> **HOW TO COMPLETE THIS TASK**: A line qualifies if it holds the string "instance". Copy every qualifying line from the records.

> **GIVEN ENTRIES**:
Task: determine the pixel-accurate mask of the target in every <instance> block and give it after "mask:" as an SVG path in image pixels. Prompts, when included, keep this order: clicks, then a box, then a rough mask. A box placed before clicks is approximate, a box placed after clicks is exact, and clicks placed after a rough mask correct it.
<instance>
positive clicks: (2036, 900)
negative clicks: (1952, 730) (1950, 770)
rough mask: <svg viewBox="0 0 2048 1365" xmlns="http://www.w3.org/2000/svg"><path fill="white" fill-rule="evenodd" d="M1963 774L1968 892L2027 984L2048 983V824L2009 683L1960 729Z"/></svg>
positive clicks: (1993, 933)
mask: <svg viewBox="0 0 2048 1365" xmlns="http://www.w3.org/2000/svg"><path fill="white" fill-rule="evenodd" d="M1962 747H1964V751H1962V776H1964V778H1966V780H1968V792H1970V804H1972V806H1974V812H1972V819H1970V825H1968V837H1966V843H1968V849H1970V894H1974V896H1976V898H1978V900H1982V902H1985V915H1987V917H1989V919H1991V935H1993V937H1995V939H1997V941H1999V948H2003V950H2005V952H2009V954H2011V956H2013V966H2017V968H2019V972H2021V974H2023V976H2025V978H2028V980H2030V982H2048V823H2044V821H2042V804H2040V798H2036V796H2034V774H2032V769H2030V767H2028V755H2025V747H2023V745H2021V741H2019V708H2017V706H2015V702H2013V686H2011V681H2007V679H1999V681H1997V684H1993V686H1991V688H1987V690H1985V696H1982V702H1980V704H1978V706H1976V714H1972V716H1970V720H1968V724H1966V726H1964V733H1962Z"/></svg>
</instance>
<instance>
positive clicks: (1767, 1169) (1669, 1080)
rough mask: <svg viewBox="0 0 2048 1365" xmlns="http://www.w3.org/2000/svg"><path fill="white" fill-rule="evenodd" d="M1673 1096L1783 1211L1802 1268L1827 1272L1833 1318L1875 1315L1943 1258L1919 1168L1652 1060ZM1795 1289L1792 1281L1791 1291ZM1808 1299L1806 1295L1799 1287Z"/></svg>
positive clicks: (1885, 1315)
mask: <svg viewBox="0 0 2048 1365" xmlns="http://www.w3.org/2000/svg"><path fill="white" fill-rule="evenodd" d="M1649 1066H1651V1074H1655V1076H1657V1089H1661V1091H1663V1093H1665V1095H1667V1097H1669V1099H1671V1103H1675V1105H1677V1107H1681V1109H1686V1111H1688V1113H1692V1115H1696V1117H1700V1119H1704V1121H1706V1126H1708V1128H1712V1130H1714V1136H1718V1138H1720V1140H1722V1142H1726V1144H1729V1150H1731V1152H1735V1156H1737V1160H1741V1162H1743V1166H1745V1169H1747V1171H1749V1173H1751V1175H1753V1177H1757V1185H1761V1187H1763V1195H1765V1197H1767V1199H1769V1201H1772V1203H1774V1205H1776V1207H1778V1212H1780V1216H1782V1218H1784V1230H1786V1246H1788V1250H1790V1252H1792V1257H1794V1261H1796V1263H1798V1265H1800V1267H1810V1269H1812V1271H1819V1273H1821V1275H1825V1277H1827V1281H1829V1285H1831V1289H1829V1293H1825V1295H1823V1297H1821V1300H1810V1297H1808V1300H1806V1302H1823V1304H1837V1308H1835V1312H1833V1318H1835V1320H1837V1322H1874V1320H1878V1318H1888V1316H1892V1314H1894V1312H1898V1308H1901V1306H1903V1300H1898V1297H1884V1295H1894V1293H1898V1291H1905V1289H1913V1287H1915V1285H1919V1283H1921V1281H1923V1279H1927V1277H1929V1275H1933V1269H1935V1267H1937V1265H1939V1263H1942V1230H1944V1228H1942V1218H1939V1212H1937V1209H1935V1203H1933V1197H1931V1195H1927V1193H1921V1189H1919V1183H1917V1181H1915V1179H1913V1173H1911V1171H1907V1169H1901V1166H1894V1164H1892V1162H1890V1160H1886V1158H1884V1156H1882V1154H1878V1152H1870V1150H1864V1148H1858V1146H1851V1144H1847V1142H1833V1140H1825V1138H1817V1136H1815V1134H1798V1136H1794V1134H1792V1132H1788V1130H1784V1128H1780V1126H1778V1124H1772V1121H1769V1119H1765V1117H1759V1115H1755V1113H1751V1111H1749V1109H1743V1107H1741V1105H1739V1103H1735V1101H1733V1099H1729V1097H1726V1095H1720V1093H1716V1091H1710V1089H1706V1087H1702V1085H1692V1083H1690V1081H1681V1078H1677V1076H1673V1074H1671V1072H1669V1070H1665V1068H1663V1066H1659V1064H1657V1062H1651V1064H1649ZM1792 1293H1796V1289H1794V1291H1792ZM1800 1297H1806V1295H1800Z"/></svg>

> **TASK RESPONSE**:
Task: determine the pixel-accurate mask of the target in every <instance> block and give it after "mask:" as an SVG path in image pixels. Prompts, when included, keep this order: clicks, then a box, then a rough mask. A box placed before clicks is approximate, a box placed after clicks is exact, and clicks placed after a rough mask correct it.
<instance>
</instance>
<instance>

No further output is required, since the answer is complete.